**Task statement**
Transcribe the lines below without any changes, beginning at the line that contains "Task: locate the ear." and ending after the line that contains "column 1043, row 323".

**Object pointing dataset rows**

begin

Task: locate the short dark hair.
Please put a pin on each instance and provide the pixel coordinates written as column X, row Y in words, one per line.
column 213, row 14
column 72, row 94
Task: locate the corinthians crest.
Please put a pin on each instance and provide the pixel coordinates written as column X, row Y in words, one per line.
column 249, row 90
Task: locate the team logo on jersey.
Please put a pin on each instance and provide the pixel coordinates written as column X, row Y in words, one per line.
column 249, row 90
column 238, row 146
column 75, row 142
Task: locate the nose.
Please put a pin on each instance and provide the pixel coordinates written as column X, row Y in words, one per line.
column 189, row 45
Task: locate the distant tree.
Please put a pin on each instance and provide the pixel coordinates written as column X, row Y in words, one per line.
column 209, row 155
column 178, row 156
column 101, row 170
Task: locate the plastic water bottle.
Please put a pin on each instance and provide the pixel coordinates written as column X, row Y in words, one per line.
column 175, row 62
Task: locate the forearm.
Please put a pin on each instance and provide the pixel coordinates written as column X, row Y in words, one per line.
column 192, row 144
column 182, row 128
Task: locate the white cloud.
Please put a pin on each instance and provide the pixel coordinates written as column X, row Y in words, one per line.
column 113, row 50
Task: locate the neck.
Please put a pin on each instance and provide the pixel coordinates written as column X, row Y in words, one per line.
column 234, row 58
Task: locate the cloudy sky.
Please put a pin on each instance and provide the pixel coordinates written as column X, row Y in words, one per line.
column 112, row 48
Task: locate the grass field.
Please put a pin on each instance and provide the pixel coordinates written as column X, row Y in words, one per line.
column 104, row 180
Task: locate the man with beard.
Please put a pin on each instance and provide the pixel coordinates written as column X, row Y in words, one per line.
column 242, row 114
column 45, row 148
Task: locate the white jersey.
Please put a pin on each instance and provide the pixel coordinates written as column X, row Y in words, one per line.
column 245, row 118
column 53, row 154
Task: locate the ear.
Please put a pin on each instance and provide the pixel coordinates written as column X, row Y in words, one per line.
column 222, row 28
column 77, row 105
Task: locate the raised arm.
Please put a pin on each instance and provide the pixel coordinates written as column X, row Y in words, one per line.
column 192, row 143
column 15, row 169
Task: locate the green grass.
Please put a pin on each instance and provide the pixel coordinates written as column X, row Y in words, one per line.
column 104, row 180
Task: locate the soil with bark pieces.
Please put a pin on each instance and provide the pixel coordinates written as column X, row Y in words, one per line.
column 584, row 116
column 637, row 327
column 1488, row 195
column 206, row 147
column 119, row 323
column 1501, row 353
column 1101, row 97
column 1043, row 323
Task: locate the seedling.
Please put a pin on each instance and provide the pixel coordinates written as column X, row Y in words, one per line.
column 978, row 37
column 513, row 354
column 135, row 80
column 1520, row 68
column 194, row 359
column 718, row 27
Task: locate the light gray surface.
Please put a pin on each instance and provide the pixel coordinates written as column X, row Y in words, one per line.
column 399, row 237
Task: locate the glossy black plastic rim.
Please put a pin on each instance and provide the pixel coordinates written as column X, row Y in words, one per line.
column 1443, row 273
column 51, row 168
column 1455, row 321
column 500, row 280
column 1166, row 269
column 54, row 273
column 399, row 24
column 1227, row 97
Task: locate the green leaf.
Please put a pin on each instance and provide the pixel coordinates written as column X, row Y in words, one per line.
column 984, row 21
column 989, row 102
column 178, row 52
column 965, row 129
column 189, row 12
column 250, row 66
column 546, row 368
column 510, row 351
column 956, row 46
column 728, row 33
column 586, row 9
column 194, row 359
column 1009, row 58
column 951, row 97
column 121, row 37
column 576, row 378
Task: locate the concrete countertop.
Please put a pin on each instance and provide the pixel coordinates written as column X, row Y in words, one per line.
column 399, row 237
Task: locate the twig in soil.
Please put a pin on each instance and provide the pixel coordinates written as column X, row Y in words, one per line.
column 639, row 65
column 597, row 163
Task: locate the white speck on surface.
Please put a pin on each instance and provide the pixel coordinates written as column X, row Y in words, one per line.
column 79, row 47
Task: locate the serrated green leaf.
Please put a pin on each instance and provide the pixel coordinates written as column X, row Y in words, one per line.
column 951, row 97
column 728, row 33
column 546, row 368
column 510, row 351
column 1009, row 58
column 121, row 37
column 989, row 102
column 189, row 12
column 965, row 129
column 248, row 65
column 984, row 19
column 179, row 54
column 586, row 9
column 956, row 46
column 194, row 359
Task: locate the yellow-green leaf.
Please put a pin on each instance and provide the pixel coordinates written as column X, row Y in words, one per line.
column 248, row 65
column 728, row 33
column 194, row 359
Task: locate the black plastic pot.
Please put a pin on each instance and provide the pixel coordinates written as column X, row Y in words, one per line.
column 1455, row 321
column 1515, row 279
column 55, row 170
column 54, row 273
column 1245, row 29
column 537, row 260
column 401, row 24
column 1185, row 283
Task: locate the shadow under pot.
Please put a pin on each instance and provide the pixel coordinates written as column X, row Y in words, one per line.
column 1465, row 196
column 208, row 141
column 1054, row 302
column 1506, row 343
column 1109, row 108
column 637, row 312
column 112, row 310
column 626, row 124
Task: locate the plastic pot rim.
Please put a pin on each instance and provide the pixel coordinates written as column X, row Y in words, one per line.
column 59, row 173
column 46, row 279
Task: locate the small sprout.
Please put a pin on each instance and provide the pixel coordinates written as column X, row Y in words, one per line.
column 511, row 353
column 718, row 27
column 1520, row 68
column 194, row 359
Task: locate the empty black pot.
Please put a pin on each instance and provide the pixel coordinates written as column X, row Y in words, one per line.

end

**Expected answer**
Task: locate the ear.
Please put a pin on each instance and provide the pixel coordinates written as column X, row Y in words, one per line.
column 222, row 28
column 77, row 105
Task: locate the raised arm.
Please put a pin on each instance and provide the pixel coordinates written as column X, row Y in words, one per line.
column 192, row 143
column 15, row 169
Task: locate the green grass.
Please put a pin on each instance and provide the pixel coordinates written as column X, row Y in words, one per line.
column 104, row 180
Task: locate the soil with bark pieces.
Please put a pin on each instance and provide the pixel coordinates written as column X, row Y in words, one per line.
column 584, row 116
column 637, row 327
column 1488, row 195
column 206, row 147
column 119, row 323
column 1501, row 353
column 1101, row 97
column 1043, row 323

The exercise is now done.